### Written instruction
Reproduce every line of the listing below, swapping "place a dot" for "put a mark" at each occurrence and leaving all other text as it stands. Omit the pictures from your reproduction.

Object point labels

+++

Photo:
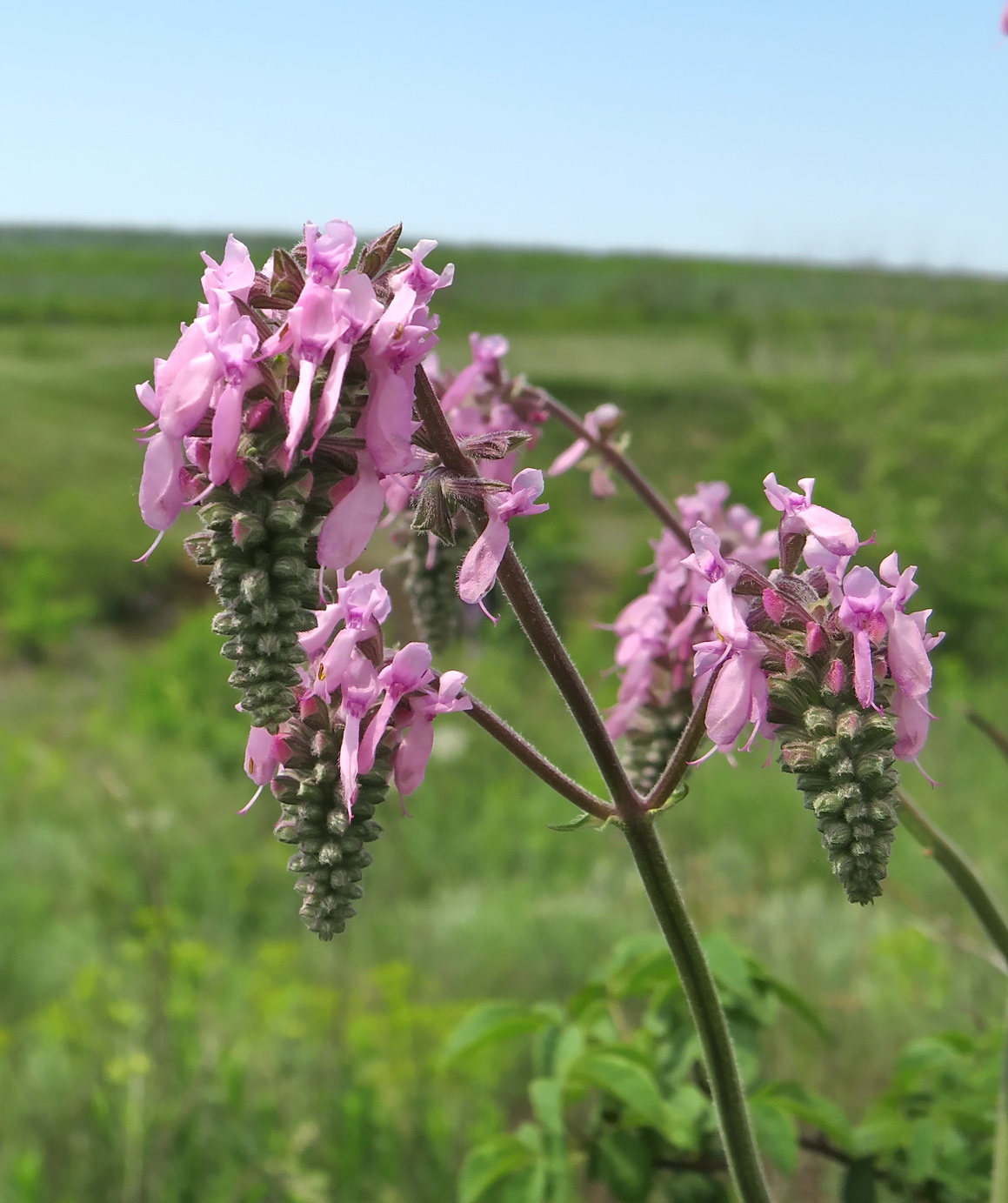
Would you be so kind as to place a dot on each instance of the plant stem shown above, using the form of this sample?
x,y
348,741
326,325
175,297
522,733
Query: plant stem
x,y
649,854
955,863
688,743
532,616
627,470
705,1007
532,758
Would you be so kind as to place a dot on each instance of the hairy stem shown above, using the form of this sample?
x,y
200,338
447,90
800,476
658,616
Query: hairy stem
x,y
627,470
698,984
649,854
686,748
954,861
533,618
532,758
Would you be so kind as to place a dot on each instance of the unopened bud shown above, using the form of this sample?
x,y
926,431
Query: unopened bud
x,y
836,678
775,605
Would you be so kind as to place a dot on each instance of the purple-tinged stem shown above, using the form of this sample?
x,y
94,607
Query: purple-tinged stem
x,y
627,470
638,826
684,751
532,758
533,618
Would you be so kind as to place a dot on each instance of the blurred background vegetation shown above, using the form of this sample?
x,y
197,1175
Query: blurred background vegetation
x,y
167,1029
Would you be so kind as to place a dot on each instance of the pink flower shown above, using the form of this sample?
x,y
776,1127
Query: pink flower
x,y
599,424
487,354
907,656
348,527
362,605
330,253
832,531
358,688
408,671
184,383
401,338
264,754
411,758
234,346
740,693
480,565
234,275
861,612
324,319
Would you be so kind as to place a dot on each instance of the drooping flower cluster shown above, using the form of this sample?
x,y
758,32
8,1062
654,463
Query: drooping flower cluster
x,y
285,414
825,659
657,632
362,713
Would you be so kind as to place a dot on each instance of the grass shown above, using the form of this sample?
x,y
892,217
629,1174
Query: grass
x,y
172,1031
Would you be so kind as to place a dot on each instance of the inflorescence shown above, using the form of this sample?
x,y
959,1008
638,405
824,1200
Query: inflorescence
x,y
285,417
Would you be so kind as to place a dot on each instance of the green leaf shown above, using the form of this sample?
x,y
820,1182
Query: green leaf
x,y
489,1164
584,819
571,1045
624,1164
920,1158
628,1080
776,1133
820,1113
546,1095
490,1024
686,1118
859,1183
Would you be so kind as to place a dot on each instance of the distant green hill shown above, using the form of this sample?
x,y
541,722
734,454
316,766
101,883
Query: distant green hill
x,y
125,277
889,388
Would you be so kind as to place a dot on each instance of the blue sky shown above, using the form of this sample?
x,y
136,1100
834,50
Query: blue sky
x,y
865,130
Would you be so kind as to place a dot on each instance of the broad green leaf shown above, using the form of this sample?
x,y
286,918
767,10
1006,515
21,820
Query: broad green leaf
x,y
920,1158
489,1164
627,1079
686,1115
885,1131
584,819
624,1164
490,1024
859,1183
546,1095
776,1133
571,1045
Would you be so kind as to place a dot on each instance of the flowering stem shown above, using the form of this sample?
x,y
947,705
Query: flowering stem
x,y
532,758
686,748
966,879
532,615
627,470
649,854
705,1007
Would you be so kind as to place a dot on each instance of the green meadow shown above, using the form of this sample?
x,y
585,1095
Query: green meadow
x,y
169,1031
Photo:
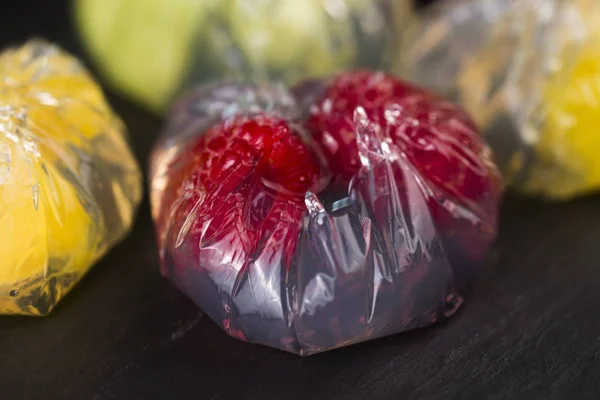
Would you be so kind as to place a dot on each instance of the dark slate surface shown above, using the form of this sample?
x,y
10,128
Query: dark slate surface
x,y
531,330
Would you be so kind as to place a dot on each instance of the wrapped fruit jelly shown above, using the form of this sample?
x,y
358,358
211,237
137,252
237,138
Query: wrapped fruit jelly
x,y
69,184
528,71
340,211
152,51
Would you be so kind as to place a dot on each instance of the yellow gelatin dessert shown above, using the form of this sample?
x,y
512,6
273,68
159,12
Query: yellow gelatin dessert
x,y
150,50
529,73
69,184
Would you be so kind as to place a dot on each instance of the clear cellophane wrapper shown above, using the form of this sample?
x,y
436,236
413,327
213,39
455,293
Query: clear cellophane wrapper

+++

### Worked answer
Photo:
Would you be so kind as to put a mark on each instance of the plant stem shown above, using the form of this sample?
x,y
348,741
326,325
175,297
522,733
Query: plant stem
x,y
649,854
955,863
688,743
532,616
627,470
705,1007
532,758
Would you be so kind as to put a mark on each instance of the hairy stem shown above, using the form of this sample?
x,y
200,338
447,90
800,476
658,616
Query: hairy stem
x,y
627,470
698,984
649,854
686,748
954,861
533,618
532,758
Would you be so kind as to put a mark on each instance of the unopened bud shown above, using the form of this sample?
x,y
926,431
Query: unopened bud
x,y
836,678
775,605
Would you be so kind as to put a mark on each instance of the purple-tinged stem shown above, using the form of this sample?
x,y
94,607
Query: purple-tinged stem
x,y
627,470
638,826
684,751
532,758
533,618
Would you be so kind as to put a mark on each instance of the blurred background vegetation shown above, using the form of this sample?
x,y
197,1175
Query: blurred background vegetation
x,y
167,1029
Would you be so kind as to put a mark on each instance of the pink flower shown above, using the form of this sample?
x,y
776,1127
Query: pink flower
x,y
599,424
487,354
907,656
348,527
362,605
330,253
832,531
358,688
408,671
184,383
401,338
264,754
411,758
234,346
740,693
480,565
234,275
861,612
324,319
Would you be so kind as to put a mark on each instance of the drooping flower cluster shown above, using the form of this sample?
x,y
758,32
8,1062
654,463
Query: drooping flower cluster
x,y
285,414
825,659
657,632
362,713
Would you be so kind as to put a mark on each instance of the grass shown above, using the form of this sample?
x,y
892,217
629,1174
Query: grass
x,y
172,1031
Would you be so kind as to put a mark on each instance of the inflorescence shown above, using the form of this sample?
x,y
959,1008
638,405
824,1200
Query: inflorescence
x,y
285,417
Would you be so kind as to put a mark on each instance of the green leaf shown above, using the form of this sample?
x,y
820,1182
Query: green leaf
x,y
489,1164
584,819
571,1045
624,1164
920,1158
628,1080
776,1133
820,1113
546,1095
490,1024
686,1118
859,1183
Would you be so kind as to put a mark on each instance of the distant green hill shown above, using the form of this sample?
x,y
541,722
734,454
316,766
101,883
Query: distant green hill
x,y
125,277
889,388
Would you be so kind as to put a mark on each instance of the blue sky shown above, using the form of this sample?
x,y
136,1100
834,50
Query: blue sky
x,y
865,130
Would you be so kind as to put a mark on each instance of the broad green leaf shown above, using the form of this sample?
x,y
286,918
767,10
1006,515
21,820
Query: broad green leaf
x,y
920,1158
489,1164
627,1079
686,1115
885,1131
584,819
624,1164
490,1024
859,1183
546,1095
776,1133
571,1045
Would you be so kind as to put a mark on each instance of the flowering stem shown above, using the form of this sample?
x,y
947,705
Query: flowering stem
x,y
532,758
686,748
966,879
532,615
627,470
649,854
705,1007
Would you be so kind as to put a mark on each instance of the green meadow shown above, using the form of this sample?
x,y
585,1095
Query: green meadow
x,y
169,1031
Photo:
Would you be so kind as to put a mark on each instance of the dark slate surface shown above, using the form of this sample?
x,y
10,128
Query: dark slate surface
x,y
531,330
Would you be so kind as to put a mark on each instance of the wrapped fruit jelly shown above, using the form of this sample?
x,y
358,358
211,237
137,252
237,138
Query: wrapped fruit jelly
x,y
69,184
528,71
340,211
152,51
Would you be so kind as to put a mark on each instance of the yellow gelatin dessert shown above, using the form of this sample?
x,y
512,6
273,68
159,12
Query: yellow gelatin dessert
x,y
150,50
529,73
69,184
Would you be so kind as to put a mark on each instance of the clear cellophane wrapper shown above, using the form of this sample?
x,y
436,236
413,327
213,39
455,293
Query: clear cellophane wrapper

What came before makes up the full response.